WRITTEN REQUEST = From the items below, select each line containing the word "corinthian" and copy those lines.

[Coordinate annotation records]
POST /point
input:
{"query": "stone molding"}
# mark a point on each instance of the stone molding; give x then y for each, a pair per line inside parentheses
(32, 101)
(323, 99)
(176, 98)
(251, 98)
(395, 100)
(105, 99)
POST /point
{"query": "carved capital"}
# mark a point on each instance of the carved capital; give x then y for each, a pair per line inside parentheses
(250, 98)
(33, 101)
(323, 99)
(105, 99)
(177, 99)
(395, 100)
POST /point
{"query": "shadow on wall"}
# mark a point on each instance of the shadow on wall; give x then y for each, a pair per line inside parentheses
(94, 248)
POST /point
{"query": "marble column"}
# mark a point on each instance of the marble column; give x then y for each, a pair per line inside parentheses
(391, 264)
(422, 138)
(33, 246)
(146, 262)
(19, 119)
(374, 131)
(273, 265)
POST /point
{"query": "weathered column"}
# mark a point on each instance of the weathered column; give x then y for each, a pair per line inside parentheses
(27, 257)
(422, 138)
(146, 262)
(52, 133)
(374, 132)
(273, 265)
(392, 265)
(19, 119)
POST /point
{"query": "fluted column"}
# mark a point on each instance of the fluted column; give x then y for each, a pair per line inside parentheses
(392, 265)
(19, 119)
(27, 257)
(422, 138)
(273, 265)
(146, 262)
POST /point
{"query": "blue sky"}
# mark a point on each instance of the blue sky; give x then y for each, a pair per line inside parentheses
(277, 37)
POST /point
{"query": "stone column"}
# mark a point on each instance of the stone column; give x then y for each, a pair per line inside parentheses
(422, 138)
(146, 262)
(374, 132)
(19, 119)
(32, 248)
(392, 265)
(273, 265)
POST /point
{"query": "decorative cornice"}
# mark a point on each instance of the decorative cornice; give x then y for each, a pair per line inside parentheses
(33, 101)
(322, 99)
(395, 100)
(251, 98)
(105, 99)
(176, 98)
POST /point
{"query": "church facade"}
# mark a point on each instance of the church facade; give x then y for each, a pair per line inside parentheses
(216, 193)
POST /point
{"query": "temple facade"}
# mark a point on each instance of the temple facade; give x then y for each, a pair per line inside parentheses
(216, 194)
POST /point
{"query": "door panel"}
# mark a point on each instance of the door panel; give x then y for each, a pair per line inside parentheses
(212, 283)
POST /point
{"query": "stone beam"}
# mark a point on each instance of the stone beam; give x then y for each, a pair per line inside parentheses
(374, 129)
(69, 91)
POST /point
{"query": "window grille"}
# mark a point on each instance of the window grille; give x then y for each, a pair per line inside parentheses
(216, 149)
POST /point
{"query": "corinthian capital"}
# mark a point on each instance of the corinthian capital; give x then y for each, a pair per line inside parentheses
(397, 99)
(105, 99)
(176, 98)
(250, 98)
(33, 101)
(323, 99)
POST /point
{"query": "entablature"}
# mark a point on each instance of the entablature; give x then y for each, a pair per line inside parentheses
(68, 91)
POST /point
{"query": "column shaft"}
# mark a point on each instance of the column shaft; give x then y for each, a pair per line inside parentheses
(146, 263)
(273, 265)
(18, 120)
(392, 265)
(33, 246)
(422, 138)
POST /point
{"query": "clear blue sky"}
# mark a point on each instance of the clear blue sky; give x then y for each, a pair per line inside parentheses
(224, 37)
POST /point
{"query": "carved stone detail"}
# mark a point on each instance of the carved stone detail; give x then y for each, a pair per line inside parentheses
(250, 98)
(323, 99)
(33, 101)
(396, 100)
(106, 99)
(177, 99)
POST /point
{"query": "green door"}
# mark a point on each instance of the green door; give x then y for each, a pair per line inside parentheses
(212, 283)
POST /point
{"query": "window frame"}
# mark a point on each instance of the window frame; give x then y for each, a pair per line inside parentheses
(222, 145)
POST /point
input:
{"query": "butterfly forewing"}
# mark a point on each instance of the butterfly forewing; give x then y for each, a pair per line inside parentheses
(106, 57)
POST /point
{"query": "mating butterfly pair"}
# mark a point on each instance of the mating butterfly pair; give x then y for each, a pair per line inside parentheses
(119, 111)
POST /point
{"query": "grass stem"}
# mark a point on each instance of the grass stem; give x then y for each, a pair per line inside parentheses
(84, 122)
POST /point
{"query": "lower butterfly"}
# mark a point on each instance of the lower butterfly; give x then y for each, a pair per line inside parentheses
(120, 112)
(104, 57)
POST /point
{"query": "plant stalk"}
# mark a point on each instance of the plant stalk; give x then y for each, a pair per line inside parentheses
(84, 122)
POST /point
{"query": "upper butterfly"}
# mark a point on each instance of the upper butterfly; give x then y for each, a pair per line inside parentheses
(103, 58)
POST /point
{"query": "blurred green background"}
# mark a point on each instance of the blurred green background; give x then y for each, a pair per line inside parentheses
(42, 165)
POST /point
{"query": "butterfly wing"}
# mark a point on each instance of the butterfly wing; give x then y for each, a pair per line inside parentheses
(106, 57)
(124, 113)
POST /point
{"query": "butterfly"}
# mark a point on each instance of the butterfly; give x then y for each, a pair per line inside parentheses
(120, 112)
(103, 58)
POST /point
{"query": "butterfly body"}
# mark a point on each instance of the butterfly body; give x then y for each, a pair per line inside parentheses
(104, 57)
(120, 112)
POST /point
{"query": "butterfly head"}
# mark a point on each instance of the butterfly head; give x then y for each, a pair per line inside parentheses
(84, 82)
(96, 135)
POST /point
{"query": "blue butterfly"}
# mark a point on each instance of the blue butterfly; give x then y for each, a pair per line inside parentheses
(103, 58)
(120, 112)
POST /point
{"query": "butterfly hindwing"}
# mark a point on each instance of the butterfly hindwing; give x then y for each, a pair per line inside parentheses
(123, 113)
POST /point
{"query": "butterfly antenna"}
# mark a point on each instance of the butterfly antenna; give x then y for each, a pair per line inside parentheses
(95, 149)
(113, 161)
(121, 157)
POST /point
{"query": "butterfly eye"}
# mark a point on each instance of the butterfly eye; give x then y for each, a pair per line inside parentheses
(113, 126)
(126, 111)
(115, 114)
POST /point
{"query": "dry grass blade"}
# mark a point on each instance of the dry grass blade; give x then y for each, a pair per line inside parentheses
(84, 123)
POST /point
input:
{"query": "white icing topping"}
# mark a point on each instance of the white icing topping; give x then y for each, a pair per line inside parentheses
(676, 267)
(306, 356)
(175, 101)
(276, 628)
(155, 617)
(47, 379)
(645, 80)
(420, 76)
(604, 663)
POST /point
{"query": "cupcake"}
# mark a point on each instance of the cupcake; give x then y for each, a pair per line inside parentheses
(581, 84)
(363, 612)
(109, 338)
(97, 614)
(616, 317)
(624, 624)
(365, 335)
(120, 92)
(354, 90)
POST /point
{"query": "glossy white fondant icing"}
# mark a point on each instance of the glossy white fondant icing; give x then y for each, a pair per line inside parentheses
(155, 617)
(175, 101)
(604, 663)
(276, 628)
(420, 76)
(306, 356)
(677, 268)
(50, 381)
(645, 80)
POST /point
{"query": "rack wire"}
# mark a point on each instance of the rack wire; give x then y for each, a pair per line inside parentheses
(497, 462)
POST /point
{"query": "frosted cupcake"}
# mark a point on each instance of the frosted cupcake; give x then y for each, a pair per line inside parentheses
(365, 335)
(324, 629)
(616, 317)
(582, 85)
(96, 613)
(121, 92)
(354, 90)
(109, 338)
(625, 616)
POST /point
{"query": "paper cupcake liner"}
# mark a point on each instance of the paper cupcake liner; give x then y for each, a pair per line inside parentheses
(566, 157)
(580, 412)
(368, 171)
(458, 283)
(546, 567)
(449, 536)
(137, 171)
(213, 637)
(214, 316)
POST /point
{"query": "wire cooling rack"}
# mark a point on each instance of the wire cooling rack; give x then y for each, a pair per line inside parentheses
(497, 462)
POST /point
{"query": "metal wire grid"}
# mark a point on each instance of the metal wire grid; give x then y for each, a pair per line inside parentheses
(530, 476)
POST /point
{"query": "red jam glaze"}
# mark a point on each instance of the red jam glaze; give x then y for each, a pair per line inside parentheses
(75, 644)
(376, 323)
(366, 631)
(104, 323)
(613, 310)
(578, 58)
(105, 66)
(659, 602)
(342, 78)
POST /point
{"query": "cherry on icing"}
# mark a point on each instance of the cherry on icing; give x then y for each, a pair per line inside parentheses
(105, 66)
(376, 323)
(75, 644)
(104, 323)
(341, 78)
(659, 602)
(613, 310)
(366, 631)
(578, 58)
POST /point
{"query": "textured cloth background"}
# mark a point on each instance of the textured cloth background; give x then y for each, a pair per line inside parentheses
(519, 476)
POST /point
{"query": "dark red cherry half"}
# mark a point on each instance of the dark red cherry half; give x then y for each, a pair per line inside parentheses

ANSWER TO THE PROBLEM =
{"query": "corinthian capital"}
# mark a point on each instance of the corinthian capital; give x then y for each, a pair per line inside parentheses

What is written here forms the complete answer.